(Rows excerpted from a collection)
⟨
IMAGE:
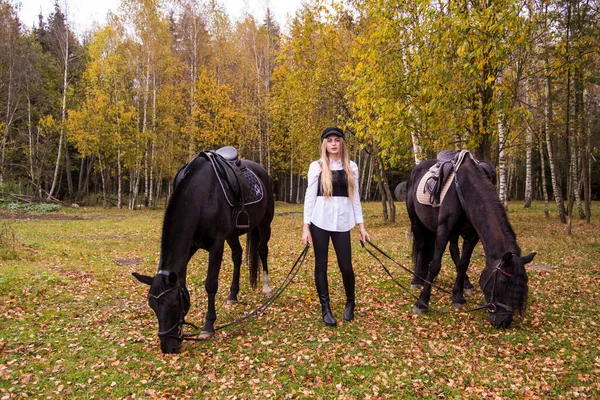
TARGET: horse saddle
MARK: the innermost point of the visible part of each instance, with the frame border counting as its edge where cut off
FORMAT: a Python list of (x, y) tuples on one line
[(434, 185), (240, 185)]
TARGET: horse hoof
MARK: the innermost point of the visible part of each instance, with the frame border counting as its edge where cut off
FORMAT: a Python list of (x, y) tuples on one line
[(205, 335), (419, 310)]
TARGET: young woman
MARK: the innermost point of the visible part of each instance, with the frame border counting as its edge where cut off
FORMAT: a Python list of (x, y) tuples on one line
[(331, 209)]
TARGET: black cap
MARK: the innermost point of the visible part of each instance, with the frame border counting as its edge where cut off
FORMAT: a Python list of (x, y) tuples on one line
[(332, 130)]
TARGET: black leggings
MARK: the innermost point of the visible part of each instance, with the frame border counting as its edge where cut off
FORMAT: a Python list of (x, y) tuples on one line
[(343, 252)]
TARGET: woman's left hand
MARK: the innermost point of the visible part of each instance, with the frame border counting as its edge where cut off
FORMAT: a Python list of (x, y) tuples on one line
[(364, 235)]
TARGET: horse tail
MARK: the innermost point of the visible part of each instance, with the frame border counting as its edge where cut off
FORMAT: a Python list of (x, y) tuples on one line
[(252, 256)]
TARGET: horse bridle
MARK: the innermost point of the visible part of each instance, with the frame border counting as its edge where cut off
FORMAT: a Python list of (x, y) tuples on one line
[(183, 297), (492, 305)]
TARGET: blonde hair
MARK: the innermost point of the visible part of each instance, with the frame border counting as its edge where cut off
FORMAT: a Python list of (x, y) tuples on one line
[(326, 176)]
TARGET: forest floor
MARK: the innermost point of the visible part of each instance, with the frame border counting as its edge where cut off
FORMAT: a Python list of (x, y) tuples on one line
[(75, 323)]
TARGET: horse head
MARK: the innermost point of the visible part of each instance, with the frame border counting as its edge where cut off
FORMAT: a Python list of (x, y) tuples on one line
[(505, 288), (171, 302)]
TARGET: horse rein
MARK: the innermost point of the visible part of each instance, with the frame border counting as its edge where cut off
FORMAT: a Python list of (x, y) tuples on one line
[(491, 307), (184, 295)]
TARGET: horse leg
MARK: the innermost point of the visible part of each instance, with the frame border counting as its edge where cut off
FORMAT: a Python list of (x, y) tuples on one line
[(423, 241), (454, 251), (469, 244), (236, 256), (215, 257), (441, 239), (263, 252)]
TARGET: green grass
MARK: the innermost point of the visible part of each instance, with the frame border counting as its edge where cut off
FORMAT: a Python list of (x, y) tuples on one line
⟩
Rewrite the rows from the beginning of the records through the line containing "[(205, 335), (419, 310)]", both ends included, with the requests unchanged. Multiply each x and y coordinate in the answers by 1.3, round it to a whole number with halves going up, and leave the pictures out.

IMAGE:
TARGET: horse saddle
MARK: the innermost point of the visible part of each instance, with the frame border counting as its edge where cut off
FORMAT: a Python list of (x, y) tuples on one line
[(564, 241), (312, 241)]
TARGET: horse hoof
MARK: the innermost point of the visible part of each instance, with the frame border counting as its edge where cut off
FORMAT: a Python list of (x, y) tuples on one line
[(267, 436), (545, 403)]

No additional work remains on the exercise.